■ **WHAT IS BEING ASKED**
Among the records that follow, find the line with "Target: green jacket" and the line with "Target: gray beanie". Set down those lines and all lines between them exactly, without adding anything.

[Extracted data entries]
____________________

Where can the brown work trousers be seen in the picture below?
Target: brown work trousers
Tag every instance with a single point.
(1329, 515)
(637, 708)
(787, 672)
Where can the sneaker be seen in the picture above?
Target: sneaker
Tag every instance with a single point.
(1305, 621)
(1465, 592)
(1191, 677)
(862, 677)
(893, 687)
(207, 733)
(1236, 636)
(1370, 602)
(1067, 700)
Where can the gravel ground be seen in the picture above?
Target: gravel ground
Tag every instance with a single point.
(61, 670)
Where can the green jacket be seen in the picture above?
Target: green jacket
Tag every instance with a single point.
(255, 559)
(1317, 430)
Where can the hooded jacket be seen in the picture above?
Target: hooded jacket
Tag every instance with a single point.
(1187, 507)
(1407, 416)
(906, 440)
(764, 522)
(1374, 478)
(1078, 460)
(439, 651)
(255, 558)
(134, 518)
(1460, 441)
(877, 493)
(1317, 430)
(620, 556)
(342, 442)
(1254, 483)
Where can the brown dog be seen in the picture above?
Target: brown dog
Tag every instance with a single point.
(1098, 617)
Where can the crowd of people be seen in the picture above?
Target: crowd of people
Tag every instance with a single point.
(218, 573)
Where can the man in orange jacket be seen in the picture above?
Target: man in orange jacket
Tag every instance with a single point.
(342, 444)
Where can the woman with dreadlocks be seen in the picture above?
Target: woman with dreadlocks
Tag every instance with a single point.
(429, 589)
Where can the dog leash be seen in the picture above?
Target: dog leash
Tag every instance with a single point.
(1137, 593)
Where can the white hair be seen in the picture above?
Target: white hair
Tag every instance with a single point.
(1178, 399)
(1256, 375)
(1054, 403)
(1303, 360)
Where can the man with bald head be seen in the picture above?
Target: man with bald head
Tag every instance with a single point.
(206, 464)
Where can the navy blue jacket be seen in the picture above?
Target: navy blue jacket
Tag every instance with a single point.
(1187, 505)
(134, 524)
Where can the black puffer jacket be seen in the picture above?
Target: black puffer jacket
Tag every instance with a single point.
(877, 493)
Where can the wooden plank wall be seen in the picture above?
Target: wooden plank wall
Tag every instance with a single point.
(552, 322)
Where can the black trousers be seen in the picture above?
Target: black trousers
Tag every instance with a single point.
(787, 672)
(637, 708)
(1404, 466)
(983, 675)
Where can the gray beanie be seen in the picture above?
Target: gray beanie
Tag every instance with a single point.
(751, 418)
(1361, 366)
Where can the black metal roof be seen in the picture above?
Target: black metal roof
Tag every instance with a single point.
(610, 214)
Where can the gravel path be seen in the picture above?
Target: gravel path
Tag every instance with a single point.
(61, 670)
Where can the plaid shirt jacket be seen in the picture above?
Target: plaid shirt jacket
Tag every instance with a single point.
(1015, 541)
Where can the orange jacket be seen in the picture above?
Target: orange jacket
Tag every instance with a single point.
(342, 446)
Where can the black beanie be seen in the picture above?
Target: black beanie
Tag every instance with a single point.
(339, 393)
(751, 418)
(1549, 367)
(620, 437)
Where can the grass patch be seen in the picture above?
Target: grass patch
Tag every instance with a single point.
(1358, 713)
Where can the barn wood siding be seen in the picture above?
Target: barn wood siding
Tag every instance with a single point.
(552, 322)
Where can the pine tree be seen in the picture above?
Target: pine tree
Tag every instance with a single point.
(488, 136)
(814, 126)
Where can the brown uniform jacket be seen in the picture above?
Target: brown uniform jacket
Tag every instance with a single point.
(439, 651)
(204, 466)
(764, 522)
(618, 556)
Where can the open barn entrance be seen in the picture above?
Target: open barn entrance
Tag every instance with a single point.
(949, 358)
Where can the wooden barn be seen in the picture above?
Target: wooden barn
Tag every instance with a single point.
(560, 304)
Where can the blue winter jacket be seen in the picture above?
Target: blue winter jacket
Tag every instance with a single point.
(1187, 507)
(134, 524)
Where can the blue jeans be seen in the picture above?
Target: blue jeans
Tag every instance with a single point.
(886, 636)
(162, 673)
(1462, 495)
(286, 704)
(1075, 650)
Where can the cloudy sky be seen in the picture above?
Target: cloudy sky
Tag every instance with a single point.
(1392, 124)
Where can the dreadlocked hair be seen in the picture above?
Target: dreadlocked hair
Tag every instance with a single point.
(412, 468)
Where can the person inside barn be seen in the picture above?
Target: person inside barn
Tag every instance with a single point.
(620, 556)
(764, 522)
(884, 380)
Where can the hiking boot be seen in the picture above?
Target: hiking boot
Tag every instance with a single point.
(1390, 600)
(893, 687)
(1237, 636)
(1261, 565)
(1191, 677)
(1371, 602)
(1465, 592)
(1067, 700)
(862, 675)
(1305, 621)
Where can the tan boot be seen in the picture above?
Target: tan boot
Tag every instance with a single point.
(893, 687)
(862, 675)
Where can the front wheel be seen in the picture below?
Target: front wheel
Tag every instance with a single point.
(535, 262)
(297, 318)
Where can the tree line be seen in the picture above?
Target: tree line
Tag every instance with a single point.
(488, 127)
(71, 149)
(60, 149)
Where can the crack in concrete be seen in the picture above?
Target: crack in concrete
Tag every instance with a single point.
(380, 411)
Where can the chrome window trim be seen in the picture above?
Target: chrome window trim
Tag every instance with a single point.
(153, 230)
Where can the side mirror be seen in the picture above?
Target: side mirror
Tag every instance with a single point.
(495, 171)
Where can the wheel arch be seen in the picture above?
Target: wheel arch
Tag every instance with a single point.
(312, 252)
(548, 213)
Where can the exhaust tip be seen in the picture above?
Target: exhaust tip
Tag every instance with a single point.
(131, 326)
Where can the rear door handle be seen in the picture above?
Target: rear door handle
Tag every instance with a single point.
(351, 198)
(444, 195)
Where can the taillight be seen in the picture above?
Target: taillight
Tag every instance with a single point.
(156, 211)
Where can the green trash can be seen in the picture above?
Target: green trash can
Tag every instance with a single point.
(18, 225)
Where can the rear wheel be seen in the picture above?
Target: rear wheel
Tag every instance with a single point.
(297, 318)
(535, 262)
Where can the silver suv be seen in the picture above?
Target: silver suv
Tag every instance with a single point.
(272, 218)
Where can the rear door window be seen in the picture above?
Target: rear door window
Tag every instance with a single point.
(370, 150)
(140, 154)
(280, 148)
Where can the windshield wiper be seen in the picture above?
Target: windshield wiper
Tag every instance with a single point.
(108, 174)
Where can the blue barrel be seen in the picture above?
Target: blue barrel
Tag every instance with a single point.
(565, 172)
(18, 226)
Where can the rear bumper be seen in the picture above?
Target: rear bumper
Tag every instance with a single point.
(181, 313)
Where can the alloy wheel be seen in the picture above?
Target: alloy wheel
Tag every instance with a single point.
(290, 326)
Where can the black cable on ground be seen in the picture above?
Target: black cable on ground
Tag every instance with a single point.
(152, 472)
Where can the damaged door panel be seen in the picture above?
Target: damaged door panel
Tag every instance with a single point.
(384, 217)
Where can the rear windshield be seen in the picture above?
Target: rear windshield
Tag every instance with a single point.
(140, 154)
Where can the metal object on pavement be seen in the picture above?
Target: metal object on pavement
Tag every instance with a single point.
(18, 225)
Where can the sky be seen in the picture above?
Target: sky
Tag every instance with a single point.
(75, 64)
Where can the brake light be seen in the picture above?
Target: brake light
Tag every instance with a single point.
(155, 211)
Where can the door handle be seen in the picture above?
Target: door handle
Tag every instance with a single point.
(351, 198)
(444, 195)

____________________

■ **RESPONSE AREA**
Target: green jacket
Tag every instance with a single point.
(255, 559)
(1317, 430)
Where can the hooded jacket be seen in the picture above?
Target: hooded jacket
Tag every instance with a single point.
(1187, 507)
(1407, 416)
(906, 440)
(764, 522)
(1374, 478)
(1078, 460)
(439, 651)
(255, 558)
(134, 518)
(1460, 441)
(877, 493)
(1317, 430)
(620, 556)
(342, 442)
(1254, 483)
Where can the brown dog be seen in the picture above?
Target: brown dog
Tag every instance with a single point.
(1098, 617)
Where can the crowd of people be seen in the picture above?
Target: crowd of people
Tag every instance with a single point.
(218, 573)
Where can the man in orange jacket be seen in the picture above?
Target: man in orange jacket
Tag every instance with a single point.
(342, 444)
Where can the woman with dreadlocks be seen in the picture above?
Target: woman with dreadlocks
Tag every instance with a single point.
(429, 589)
Where can the dog leash be seen in the picture above?
Target: dog leash
Tag every instance with a single point.
(1137, 593)
Where can the white hair be seen in the picture above?
Target: white hair
Tag every instance with a single point.
(1178, 399)
(1256, 375)
(1054, 403)
(1303, 360)
Where can the man with bald head be seen in the picture above?
Target: man with bald head
Tag every instance with a single point.
(206, 464)
Where can the navy blue jacket be seen in the picture above?
Target: navy blue jacket
Tag every instance with a single point.
(1187, 505)
(134, 524)
Where can the black puffer jacket be seen in the picture above?
Target: black puffer jacket
Tag every instance with a single point.
(877, 493)
Where can the wooden plank wall be seen in the picture above?
Target: wooden plank wall
Tag every instance with a single point.
(552, 322)
Where can the black trousers be seen in the picture above?
Target: black trousers
Tag every instance with a single point.
(787, 672)
(637, 708)
(1404, 466)
(983, 675)
Where can the gray beanie be seen in the picture above?
Target: gray beanie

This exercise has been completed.